### 抜粋

難しいと思う一方で、私が面白いなと思うのは「マーケターは実は何もしていない」という事実です。私たちが実際に決めていることって、実は商品のコンセプトとネーミングくらいしかありません。味は商品開発、パッケージはデザイナー、広告については広告代理店、とそれぞれに担当分野がある。マーケターが自分たちで直接手を動かしているものはそれほどないのです。

では、マーケターのいちばんの仕事は何かというと、チームのマネジメント。経営者みたいですが、「夢や志を語ること」だったりします。部署も横断的ですし、関係する外部のパートナー企業も多く、全員が同じチームとして当事者意識を持つための「想い」を共有するわけです。

######
### 与えられた情報

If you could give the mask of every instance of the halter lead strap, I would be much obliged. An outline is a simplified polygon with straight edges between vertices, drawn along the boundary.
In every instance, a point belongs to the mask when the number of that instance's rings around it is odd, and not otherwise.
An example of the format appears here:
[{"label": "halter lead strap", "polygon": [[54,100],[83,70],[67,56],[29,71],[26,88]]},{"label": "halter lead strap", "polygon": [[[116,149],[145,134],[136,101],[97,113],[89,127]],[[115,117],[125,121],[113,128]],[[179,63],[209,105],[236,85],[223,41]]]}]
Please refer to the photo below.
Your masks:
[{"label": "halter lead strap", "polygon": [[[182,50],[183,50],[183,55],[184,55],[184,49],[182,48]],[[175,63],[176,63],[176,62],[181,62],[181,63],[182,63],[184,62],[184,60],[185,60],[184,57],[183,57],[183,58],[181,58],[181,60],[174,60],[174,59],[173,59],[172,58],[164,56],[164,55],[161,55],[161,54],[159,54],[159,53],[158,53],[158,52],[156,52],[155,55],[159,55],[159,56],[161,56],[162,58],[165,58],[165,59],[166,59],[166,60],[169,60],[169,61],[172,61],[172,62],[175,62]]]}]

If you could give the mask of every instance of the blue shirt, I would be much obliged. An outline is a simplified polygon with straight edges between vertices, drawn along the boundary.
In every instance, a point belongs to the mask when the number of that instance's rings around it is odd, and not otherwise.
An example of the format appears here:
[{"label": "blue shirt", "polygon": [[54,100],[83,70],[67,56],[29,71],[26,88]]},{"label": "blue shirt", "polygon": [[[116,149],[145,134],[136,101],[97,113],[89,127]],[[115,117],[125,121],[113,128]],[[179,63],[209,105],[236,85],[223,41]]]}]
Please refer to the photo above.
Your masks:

######

### やること:
a – マーケターの仕事の文章を読んで、次の問いに答えてください。
(i) マーケターが実際に決めているのは何と何ですか。
(ii) 味とパッケージは、それぞれだれが受け持っていますか。
(iii) マーケターのいちばんの仕事は何ですか。
b – 次の文がマーケターの仕事の文章と合っているかどうか、はいかいいえで答えてください。決め手になる文章の言葉もそのまま抜き出してください。
(i) 広告は広告代理店が受け持っている。
(ii) マーケターは、多くのものを自分で直接手を動かして作っている。
(iii) かかわる外部のパートナー企業は少ない。
c – マーケターの仕事の文章の続きを、最後の文のあとから書いてください。

### 答え:
a –
(i) 商品のコンセプトとネーミング
(ii) 味は商品開発、パッケージはデザイナー
(iii) チームのマネジメント

b –
(i) はい。「広告については広告代理店」
(ii) いいえ。「マーケターが自分たちで直接手を動かしているものはそれほどないのです」
(iii) いいえ。「関係する外部のパートナー企業も多く」

c –
マーケティングは学問ではないと私は考えています。消費者のニーズをとらえ仮説をつくりますが、最後の最後はデータだけではなく、肌感覚の「体験」や「事実」によって、いかに大きな世の中の流れをとらえられるかがポイントです。他社のことも研究します。世の中のマーケターが死ぬほど考えているアウトプットは勉強になる。アウトプットのまねはいけませんが、考え方をなぞることはできる。

そんなふうに必死になってたどり着いたマーケターのコンセプトに共鳴し、チームが一丸となる瞬間こそ、マーケティングの醍醐味ではないでしょうか。
 

(撮影:尾形文繁)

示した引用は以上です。